- MATERIAL FOR THIS TASK
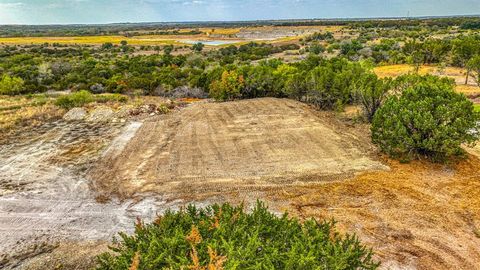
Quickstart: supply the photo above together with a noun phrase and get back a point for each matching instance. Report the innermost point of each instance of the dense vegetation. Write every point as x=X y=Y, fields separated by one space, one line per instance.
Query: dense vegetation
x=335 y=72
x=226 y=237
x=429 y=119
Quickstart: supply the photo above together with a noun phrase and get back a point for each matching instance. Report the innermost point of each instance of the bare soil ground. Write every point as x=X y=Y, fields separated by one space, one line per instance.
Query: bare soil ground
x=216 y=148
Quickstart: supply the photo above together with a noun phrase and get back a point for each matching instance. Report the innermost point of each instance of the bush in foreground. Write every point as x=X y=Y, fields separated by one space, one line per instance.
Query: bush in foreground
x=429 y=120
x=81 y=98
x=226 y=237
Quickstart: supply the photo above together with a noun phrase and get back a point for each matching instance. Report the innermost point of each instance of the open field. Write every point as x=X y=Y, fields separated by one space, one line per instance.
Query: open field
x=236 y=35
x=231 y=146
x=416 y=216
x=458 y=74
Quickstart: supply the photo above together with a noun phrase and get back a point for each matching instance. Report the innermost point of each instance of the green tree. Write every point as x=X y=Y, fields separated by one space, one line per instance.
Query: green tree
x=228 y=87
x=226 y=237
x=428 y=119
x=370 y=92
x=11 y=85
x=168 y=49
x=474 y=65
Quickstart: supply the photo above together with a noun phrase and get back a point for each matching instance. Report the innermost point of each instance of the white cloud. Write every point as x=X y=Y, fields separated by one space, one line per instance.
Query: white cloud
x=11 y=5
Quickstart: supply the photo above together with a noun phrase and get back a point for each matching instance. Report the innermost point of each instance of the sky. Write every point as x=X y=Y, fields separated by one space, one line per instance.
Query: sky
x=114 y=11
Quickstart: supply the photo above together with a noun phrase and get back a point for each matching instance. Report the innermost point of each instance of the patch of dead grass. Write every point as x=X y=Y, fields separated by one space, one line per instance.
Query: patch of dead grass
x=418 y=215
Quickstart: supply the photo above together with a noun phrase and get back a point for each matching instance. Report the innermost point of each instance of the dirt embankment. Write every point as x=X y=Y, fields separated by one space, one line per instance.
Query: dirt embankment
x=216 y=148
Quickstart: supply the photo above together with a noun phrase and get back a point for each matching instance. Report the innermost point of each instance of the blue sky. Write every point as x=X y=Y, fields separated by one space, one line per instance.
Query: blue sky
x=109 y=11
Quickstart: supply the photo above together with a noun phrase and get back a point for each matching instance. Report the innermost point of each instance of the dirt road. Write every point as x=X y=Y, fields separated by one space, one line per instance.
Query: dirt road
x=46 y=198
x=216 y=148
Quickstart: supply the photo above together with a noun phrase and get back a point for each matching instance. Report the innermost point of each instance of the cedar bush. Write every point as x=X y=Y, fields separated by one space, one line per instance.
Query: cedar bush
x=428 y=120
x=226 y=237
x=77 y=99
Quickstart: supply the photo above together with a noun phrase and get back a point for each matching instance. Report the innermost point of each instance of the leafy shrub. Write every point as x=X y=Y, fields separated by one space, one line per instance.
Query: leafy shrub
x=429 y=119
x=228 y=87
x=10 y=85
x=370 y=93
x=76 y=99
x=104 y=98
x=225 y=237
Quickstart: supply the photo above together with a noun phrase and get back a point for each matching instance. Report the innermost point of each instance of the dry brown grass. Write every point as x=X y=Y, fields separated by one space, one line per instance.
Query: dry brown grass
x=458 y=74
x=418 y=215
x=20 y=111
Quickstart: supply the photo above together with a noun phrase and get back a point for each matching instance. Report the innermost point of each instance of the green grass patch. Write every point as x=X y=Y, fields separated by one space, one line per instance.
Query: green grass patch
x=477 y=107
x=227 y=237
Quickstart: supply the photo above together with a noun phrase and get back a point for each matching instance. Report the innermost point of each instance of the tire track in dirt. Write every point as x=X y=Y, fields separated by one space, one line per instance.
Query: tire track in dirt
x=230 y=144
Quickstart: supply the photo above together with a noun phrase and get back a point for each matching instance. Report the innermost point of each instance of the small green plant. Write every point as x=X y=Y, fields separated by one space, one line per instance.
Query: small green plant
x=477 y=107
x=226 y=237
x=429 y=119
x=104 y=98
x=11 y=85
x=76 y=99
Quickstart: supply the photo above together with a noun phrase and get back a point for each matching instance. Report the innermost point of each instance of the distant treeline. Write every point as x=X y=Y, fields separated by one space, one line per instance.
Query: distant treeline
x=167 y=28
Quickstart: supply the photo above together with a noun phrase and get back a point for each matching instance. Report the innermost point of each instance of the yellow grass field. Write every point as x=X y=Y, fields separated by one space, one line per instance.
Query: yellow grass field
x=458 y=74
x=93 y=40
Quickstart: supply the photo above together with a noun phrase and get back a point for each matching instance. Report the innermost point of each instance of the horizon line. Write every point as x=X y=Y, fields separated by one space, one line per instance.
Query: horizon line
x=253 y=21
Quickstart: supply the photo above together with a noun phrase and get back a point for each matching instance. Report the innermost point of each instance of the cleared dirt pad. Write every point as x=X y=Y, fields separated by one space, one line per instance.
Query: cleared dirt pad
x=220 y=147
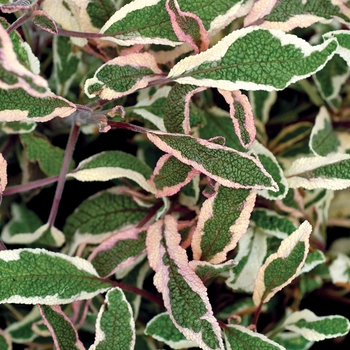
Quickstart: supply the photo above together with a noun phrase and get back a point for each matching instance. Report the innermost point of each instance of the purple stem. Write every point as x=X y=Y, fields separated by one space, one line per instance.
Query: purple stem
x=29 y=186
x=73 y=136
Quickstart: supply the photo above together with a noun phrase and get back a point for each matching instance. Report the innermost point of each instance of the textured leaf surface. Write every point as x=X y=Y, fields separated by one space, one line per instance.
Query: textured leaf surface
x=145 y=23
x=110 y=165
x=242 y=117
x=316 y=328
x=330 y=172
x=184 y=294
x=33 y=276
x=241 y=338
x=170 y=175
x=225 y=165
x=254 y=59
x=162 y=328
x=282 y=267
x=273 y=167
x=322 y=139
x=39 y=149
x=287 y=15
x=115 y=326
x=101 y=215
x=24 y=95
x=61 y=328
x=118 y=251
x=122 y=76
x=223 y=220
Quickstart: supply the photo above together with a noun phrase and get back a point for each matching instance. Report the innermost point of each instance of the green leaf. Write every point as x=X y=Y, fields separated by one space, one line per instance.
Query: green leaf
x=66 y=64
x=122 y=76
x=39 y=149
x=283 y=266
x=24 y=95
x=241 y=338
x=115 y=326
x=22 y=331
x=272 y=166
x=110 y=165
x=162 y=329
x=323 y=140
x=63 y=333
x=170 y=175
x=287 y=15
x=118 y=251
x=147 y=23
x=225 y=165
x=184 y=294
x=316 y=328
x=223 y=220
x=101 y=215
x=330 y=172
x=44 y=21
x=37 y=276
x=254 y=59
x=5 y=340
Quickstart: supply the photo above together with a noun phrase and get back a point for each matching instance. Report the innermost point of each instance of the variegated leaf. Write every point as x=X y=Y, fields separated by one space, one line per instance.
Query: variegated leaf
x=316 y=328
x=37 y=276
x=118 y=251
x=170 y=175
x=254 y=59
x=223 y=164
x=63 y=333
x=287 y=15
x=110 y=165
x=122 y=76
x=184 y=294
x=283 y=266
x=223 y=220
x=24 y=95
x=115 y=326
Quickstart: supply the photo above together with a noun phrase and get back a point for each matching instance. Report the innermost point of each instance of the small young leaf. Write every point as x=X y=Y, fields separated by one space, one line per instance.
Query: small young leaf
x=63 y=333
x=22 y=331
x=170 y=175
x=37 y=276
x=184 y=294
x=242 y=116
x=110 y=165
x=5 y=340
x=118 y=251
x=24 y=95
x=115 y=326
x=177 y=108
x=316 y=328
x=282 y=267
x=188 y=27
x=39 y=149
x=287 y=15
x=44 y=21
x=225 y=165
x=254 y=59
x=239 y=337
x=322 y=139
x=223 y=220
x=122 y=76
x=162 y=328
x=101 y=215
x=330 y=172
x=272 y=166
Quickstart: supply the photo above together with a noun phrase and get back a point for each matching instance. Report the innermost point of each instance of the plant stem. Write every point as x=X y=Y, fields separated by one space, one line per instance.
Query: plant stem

- DIRECTIONS
Rewrite the part of the data that opens with the line containing "of the horizon" and closes with the line containing "x=220 y=147", replacing "dirt pad" with "earth pad" and leaving everything else unchanged.

- COMPLETED TASK
Quickstart: supply the photo above together with a noun phrase and get back a point for each matching instance. Report the innermost point of each instance of the horizon line. Write every point as x=X y=Y, fields separated by one space, one line per instance.
Query: horizon line
x=253 y=21
Quickstart: supply the photo above together with a noun phrase and get back a point for each matching instance. Report the innermost point of each instance of the cleared earth pad. Write every point as x=X y=Y, fields separated by one space, one line per instance.
Query: cleared earth pad
x=220 y=147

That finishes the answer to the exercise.